Excerpt to read:
——————————

# Napoleon Coconut Charcoal



## gavlar (May 31, 2018)

Hi all

Just picked up a box of this stuff https://www.napoleongrills.co.uk/ac...cd/en-ca/napoleon-coconut-briquettes-charcoal
and wondered if anyone has used this before and has any guidance as to how many to light at any one time for an overnight smoke.

Cheers

Gavlar


----------



## SonnyE (May 31, 2018)

Never heard of it before Gavlar, but it really looks interesting...

(They aren't clear cutting tropical islands of coconut trees are they? :confused::eek::rolleyes: ) Just Kidding...

It is available here, too.


----------



## gavlar (Jun 6, 2018)

Well I used the napoleon briquettes over the weekend to cook a shoulder of pork and a brisket as well as baked potatoes all in the brick smoker. The smoker itself is reasonably new and i am still experimenting with the burn rate and temperatures.

Once i heated up the smoker with seasoned hardwood and cheap briquettes from Aldi, i then placed two or three of the Napoleon briquettes which are long hexagonal hollow blocks, the seem to burn slow with a solid red glow throughout. I regularly re-loaded the smoker from 4.30 am through to 3pm with a solid constant temperature of around 110-120c.

——————————

Extracted entries:
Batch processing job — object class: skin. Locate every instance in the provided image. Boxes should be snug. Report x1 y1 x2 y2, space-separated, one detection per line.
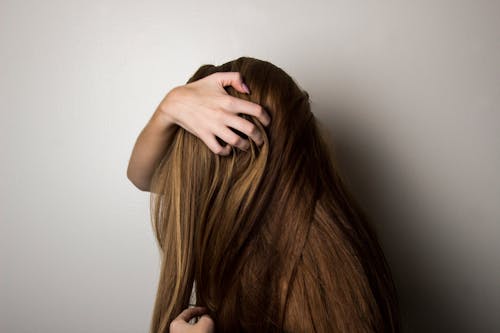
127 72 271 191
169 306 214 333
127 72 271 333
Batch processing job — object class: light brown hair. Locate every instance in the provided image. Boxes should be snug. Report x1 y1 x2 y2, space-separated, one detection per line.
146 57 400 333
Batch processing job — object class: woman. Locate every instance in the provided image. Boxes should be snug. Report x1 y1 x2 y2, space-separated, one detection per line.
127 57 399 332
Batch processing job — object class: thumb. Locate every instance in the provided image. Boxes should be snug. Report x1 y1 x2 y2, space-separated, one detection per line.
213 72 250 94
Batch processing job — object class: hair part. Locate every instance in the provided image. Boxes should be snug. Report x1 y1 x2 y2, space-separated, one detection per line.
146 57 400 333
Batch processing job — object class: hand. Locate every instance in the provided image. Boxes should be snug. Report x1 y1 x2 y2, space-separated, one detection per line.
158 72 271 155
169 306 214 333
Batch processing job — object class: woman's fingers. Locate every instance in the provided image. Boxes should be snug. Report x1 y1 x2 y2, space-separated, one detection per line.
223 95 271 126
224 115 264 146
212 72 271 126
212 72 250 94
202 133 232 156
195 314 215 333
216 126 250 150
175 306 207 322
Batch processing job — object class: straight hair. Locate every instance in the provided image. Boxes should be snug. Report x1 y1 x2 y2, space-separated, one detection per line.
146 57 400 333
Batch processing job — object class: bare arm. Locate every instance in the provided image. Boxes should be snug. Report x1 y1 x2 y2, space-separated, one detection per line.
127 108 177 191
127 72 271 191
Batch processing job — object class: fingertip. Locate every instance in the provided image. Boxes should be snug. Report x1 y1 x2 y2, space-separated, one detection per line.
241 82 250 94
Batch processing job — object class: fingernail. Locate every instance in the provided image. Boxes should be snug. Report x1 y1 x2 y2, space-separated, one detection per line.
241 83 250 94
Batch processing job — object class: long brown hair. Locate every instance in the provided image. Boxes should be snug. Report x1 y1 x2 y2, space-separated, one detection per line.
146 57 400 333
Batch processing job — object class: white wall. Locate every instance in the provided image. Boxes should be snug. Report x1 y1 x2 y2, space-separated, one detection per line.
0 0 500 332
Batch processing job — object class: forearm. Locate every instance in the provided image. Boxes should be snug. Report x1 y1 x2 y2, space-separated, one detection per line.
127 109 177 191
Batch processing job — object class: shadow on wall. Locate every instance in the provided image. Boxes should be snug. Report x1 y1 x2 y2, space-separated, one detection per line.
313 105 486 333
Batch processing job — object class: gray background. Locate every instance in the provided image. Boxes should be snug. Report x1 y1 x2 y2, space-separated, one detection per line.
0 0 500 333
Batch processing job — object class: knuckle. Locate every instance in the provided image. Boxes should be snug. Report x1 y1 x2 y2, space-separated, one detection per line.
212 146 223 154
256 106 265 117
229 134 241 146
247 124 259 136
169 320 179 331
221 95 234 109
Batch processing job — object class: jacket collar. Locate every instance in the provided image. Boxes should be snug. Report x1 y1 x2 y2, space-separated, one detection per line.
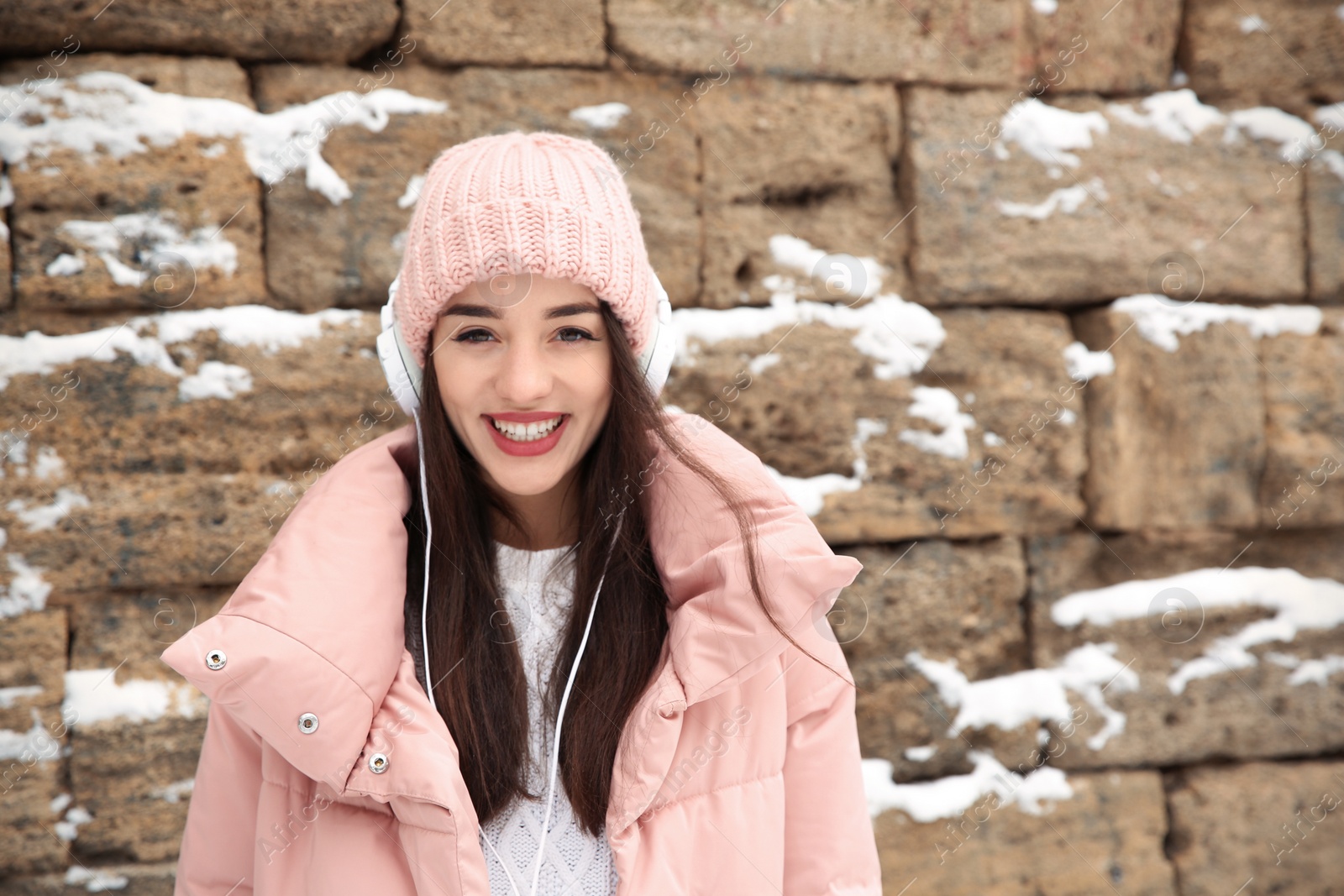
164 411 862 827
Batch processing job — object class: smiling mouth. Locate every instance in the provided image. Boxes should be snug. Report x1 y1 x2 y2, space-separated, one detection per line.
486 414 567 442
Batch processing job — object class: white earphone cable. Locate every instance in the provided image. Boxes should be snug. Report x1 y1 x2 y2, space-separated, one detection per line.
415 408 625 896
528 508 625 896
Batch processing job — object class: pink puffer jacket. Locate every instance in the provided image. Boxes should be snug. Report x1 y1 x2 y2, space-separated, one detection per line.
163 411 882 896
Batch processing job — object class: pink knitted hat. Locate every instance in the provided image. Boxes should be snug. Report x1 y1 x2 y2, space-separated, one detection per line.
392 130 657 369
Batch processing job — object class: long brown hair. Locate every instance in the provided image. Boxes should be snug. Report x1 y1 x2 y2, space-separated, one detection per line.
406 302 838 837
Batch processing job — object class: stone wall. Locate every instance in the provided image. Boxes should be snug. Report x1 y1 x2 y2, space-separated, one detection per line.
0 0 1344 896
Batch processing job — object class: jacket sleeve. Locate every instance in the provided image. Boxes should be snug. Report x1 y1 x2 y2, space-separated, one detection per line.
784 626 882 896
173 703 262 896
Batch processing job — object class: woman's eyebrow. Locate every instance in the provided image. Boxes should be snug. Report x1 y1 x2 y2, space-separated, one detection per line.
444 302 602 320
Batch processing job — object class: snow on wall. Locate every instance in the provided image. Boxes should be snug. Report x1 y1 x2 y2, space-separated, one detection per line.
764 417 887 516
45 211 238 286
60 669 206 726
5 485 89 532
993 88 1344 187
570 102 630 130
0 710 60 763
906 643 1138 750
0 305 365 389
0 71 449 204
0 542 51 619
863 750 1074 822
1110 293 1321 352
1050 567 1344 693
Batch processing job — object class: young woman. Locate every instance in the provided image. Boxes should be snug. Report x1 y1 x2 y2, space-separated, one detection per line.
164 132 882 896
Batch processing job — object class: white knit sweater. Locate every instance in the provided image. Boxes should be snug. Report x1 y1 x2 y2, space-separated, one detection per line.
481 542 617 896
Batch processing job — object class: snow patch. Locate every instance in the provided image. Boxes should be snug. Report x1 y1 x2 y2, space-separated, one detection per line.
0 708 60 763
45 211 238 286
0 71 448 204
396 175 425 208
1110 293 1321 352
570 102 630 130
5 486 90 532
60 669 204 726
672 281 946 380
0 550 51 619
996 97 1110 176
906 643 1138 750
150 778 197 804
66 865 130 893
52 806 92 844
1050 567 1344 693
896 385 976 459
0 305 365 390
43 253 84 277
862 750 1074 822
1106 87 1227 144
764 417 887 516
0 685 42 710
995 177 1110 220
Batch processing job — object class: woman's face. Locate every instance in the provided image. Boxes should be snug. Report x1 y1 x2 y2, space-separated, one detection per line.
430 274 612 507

——————————

Your goal: Can you take the forum thread about Napoleon coconut charcoal further, starting right after its last sentence?

Reply:
Over this time i used half the box of briquettes which cost me £20, so this session cost £10. My smoker has a lot of calcium silicate insulation and fire bricks throughout and therefore I wish i has something else to cook low and slow as it kept a 90-100c temp for ages (I went to bed at 10pm and it was still hot)

In summary I think i need to experiment more with my smoker, but I am a convert to the coconut style briquettes, albeit once I have heated the smoker up first.

I am keep to heat of anyone else who have used these and also any tips on heating up a brick smoker in a timely and cost effective way.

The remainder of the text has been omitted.